Terceira Turma reconhece cobrança ilegal de tarifas como interesse individual homogêneo e manda divulgar sentença coletiva na internet

Com base nas novas disposições do Código de Processo Civil de 2015 e na busca pelo alcance do maior número de beneficiários, a Terceira Turma do Superior Tribunal de Justiça (STJ) reconheceu a possibilidade do ajuizamento de ação coletiva de consumo e determinou que uma sentença coletiva que condenou um supermercado de Mato Grosso a se abster de cobrar tarifa de administração de crédito seja publicada na imprensa oficial e no site da própria empresa na internet.

A ação coletiva de consumo, proposta pelo Instituto Mato-Grossense de Defesa do Consumidor contra o Supermercado Modelo (massa falida), discutia a validade da cobrança de tarifa de administração de crédito dos cartões emitidos para compras financiadas pelo próprio supermercado.

Em primeiro grau, o juiz indeferiu o ingresso no processo do Banco IBI e condenou o supermercado a se abster de cobrar a tarifa dos cartões com a bandeira Modelo. O magistrado também determinou que fosse publicado em dois jornais de grande circulação de Mato Grosso o conteúdo da decisão, convocando os consumidores a pleitearem o ressarcimento dos valores cobrados indevidamente.

A sentença foi mantida pelo TJMT, que entendeu que o Banco IBI não teria interesse jurídico para recorrer como terceiro interessado. O tribunal concluiu que a cobrança da tarifa de administração seria ilegítima por não ter sido previamente informada aos consumidores.

Recurso de terceiro interessado

Em análise de recurso especial do Banco IBI, a ministra Nancy Andrighi destacou que o terceiro estranho ao processo também pode ter legitimidade para recorrer de determinada decisão proferida em ação na qual não é parte, desde que tenha interesse jurídico no litígio.

No caso dos autos, a ministra afirmou que o TJMT fez menção expressa à parceria existente entre o Supermercado Modelo e a instituição bancária, o que autoriza ao banco a intervenção na condição de terceiro interessado, tendo em vista a capacidade de a sentença influenciar a relação jurídica que o IBI possui com os consumidores.

No entanto, ao admitir o interesse recursal da instituição financeira, a relatora apontou que “a admissão da qualidade de terceiro interessado do Banco IBI S/A – Banco Múltiplo traz como consequência, apenas, o reconhecimento de seu interesse de recorrer do acórdão proferido pelo TJMT, não havendo nulidade a ser pronunciada, ante ausência de prejuízo efetivo e a incidência do princípio pas de nullité sans grief”.

(INFORMAÇÕES FORNECIDAS):
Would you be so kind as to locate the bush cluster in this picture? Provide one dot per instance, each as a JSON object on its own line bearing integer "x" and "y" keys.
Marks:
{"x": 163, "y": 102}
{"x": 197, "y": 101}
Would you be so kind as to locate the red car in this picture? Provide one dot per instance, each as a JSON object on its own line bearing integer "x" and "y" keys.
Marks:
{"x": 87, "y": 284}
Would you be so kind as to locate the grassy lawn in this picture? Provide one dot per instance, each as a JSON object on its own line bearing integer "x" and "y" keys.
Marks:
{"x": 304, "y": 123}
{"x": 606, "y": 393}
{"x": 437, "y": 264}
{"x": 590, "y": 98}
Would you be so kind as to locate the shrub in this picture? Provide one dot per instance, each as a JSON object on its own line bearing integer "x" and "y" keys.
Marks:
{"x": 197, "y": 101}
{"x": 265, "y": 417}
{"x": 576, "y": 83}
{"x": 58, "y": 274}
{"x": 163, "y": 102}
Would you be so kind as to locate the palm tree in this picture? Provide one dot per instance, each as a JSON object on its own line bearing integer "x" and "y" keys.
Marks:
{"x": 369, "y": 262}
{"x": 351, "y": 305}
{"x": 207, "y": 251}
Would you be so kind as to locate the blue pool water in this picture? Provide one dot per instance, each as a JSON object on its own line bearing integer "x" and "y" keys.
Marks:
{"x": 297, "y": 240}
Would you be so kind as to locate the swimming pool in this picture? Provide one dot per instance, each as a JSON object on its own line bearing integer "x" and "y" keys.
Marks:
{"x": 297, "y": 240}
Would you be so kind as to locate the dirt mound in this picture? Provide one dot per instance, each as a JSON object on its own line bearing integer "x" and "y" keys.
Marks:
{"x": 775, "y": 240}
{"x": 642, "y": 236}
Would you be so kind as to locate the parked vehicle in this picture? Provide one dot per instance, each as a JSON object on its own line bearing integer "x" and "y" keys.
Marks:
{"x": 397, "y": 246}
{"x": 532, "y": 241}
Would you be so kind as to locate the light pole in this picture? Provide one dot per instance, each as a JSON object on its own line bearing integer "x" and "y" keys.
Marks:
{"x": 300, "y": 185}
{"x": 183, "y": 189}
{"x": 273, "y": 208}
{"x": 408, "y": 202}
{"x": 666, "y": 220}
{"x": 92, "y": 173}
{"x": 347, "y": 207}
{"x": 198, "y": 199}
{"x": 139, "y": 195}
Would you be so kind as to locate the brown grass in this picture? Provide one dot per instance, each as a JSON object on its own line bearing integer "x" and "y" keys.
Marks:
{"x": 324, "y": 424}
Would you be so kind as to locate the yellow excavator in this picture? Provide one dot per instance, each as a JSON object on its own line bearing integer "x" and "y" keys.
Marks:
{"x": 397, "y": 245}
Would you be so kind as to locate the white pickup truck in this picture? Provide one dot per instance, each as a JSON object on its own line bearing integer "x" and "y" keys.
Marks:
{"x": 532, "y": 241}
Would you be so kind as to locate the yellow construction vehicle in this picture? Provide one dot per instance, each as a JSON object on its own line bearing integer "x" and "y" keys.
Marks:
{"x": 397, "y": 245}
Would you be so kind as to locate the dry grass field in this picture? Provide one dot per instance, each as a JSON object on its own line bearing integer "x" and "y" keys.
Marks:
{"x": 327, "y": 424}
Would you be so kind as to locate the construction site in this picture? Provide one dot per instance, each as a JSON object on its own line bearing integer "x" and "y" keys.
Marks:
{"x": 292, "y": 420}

(OBJETIVOS):
(1) Copie sem nenhuma alteração o trecho dos registros que começa na linha que contém "Would you be so kind as to locate the dry" e vai até o fim dos registros, incluindo as duas pontas.
(2) Prossiga com a notícia sobre a cobrança da tarifa de administração de crédito a partir do ponto em que ela termina.

(RESPOSTAS DO EXERCÍCIO):
(1)
Would you be so kind as to locate the dry grass field in this picture? Provide one dot per instance, each as a JSON object on its own line bearing integer "x" and "y" keys.
Marks:
{"x": 327, "y": 424}
Would you be so kind as to locate the construction site in this picture? Provide one dot per instance, each as a JSON object on its own line bearing integer "x" and "y" keys.
Marks:
{"x": 292, "y": 420}

(2)
Direitos individuais homogêneos e origem comum

Em relação aos temas discutidos pelo banco no recurso especial relacionados à possibilidade de propositura de ação coletiva, a ministra disse que o interesse individual homogêneo tem como origem comum o contrato do cartão Modelo, no qual estaria ocorrendo a cobrança ilícita.

Ressaltou a relatora que os interesses individuais homogêneos são definidos por sua origem comum, a qual se refere “a um específico fato ou peculiar direito que é universal às inúmeras relações jurídicas individuais, a partir dos quais haverá conexão processual, caracterizada pela identidade de causa de pedir próxima ou remota, que é o elemento tutelado nas ações coletivas que versem sobre individuais homogêneos”.

A ministra destacou que “as peculiaridades de cada situação individual e a diversidade de proveitos que podem advir aos consumidores não são, portanto, óbices à tutela coletiva de interesses individuais homogêneos, porquanto não interferem na origem comum e universal da pretensão (causa de pedir próxima ou remota)”.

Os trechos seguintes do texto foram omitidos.